*EXERCISE:* Take the line that contains "light in the photo above." and every line after it in the material below, and quote them exactly.
--- BEGIN STORED DATA ---
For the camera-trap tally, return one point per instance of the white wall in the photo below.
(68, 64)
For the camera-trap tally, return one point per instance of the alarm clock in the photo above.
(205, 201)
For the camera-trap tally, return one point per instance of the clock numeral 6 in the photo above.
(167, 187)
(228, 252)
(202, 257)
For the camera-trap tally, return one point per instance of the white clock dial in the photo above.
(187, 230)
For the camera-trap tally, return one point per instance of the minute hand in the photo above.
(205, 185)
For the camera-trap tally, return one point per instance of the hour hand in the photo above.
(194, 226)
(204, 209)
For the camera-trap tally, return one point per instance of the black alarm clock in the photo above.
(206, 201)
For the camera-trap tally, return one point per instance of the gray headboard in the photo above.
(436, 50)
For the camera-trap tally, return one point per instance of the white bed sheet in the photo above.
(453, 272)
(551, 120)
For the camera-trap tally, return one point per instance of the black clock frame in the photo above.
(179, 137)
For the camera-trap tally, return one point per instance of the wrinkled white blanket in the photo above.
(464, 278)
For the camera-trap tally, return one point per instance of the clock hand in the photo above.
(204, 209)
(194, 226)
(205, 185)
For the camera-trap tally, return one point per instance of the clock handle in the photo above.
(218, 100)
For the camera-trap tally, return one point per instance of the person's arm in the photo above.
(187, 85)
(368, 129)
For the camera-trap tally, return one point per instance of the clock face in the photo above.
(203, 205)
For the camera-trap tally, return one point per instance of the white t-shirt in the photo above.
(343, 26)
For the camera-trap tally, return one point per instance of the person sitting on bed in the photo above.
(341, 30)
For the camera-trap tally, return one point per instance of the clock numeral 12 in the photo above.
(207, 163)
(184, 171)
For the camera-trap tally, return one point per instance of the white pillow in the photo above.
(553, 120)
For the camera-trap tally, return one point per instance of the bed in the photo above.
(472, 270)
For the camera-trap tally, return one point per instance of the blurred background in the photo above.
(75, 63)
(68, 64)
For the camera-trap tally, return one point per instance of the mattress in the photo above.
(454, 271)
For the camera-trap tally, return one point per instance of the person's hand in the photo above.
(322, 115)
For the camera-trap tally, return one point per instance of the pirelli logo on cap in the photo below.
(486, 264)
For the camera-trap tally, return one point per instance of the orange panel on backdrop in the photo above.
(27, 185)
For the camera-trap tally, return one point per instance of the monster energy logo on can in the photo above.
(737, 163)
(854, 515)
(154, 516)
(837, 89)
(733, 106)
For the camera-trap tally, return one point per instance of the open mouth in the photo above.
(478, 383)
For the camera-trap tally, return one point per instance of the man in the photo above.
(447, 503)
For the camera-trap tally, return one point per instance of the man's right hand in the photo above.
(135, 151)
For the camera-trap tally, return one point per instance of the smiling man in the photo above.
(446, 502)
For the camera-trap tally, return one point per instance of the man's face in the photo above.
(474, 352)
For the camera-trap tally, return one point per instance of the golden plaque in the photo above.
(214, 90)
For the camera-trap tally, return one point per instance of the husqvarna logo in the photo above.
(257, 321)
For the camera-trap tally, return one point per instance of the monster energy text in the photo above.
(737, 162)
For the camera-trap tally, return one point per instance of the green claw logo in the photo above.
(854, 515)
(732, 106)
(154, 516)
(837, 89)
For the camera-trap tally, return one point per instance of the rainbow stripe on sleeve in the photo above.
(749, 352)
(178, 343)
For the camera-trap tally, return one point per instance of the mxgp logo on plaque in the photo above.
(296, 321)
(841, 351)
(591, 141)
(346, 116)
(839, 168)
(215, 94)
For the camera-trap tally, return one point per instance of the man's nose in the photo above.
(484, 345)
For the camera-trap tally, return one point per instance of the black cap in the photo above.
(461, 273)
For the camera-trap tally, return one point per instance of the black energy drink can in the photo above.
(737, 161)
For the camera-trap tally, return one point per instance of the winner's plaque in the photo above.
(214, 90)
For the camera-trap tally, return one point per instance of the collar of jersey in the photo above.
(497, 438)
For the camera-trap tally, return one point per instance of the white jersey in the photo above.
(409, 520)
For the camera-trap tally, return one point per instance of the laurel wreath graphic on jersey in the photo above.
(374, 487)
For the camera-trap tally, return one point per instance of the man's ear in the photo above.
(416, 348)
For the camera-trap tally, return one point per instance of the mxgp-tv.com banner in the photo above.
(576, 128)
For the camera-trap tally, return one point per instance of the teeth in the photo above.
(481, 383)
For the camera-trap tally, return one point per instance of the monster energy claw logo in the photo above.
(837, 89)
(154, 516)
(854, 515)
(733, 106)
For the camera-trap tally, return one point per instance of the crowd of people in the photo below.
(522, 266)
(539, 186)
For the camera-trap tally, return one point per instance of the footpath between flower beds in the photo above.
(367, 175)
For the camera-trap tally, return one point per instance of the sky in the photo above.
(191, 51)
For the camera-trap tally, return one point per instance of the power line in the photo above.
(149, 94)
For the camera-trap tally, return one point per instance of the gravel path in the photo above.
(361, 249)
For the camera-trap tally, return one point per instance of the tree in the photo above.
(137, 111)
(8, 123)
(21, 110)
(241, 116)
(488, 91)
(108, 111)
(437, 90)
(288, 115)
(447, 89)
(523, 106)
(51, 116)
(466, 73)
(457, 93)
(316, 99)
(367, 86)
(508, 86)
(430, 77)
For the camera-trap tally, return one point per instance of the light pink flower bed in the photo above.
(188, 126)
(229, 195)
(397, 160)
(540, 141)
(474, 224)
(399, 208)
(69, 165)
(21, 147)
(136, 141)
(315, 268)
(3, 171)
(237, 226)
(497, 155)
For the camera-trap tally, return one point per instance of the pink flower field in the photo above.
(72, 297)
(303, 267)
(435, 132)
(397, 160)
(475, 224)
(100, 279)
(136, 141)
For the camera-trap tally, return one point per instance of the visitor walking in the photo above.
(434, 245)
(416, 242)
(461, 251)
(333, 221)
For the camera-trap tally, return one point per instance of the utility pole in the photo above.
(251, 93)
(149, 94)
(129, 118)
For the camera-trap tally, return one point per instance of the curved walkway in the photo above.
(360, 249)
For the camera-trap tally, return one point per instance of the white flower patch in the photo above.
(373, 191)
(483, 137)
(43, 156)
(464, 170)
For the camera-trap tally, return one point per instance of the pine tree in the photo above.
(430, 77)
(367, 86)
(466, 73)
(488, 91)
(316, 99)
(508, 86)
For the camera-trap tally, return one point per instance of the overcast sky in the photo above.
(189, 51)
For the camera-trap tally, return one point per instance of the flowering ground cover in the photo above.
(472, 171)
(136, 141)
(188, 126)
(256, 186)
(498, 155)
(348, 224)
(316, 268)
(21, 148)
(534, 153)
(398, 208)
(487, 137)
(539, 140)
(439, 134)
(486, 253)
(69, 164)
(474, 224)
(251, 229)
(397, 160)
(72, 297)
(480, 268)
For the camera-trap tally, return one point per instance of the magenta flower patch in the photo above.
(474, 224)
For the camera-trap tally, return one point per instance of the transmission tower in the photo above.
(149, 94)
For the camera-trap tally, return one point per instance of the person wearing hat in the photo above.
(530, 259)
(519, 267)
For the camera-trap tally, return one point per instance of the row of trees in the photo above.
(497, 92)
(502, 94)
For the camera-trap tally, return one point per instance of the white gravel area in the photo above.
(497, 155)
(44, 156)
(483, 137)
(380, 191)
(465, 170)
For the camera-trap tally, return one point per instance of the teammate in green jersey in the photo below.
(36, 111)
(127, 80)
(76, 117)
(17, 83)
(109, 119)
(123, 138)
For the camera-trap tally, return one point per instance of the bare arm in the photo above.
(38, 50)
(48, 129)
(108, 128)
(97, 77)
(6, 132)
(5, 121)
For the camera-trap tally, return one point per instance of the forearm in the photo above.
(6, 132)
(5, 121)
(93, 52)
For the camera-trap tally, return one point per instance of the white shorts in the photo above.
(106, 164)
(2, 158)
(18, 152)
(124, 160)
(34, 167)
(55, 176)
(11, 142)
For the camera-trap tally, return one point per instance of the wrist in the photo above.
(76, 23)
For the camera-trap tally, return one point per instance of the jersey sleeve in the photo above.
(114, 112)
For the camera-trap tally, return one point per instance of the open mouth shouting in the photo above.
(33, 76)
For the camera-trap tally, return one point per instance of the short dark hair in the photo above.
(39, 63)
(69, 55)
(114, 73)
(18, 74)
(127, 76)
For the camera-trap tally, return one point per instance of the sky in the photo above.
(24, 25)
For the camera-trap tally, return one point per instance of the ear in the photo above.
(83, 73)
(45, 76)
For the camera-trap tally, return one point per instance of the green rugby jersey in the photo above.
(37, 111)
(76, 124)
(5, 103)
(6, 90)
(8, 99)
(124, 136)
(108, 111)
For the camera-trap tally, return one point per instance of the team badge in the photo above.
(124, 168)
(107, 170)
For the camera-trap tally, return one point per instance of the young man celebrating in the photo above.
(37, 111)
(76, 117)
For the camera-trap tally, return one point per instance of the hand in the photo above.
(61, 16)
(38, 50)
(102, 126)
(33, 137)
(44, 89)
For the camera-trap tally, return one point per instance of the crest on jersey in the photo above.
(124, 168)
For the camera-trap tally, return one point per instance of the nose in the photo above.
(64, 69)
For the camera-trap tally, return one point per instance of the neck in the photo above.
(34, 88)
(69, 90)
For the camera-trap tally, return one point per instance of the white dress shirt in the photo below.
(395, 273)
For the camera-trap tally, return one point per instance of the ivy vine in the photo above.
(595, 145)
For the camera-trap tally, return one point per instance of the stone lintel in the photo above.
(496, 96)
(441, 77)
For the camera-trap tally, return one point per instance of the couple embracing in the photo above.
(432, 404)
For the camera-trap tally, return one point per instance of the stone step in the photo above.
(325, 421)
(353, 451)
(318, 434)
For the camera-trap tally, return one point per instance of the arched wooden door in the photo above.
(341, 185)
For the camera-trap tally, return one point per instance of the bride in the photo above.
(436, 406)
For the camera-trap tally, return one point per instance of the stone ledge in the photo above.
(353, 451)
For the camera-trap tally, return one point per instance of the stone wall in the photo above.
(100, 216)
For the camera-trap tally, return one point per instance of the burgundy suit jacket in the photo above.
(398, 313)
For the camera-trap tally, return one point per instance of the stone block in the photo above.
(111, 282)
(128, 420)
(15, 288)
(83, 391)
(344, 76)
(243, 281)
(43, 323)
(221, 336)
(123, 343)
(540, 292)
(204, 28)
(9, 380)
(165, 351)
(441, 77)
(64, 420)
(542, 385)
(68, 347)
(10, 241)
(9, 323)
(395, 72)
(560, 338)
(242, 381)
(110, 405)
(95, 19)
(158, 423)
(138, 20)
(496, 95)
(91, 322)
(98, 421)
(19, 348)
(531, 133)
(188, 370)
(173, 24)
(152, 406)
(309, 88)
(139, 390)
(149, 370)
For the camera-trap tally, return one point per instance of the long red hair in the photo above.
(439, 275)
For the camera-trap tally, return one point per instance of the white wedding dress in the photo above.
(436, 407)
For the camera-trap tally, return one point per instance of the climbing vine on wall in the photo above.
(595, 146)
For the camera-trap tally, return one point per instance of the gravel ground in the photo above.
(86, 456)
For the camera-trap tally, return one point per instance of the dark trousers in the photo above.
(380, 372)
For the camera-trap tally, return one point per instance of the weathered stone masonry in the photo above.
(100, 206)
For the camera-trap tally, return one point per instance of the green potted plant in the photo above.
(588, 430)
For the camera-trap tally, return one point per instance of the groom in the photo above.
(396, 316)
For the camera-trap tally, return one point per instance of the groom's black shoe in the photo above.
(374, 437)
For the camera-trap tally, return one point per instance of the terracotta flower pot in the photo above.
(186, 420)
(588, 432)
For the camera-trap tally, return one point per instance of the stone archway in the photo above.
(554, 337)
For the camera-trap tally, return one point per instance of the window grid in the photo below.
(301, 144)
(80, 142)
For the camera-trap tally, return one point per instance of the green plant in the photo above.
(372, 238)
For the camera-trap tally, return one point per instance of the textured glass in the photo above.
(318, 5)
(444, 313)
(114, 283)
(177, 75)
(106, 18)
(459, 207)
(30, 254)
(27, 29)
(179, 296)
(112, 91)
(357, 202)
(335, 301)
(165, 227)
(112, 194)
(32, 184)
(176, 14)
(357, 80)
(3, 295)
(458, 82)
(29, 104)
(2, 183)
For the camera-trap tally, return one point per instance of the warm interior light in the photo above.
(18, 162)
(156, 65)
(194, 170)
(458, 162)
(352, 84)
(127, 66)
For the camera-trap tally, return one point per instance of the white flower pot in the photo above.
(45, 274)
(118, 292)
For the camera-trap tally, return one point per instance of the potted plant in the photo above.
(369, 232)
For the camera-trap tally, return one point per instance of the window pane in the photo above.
--- END STORED DATA ---
*FINISHED ANSWER:*
For the camera-trap tally, return one point per instance of the warm interior light in the photo above.
(18, 162)
(156, 65)
(194, 170)
(458, 162)
(352, 84)
(127, 66)
For the camera-trap tally, return one point per instance of the white flower pot in the photo above.
(45, 274)
(118, 292)
For the camera-trap tally, return one point per instance of the potted plant in the photo above.
(369, 232)
For the camera-trap tally, return one point per instance of the window pane in the photo above.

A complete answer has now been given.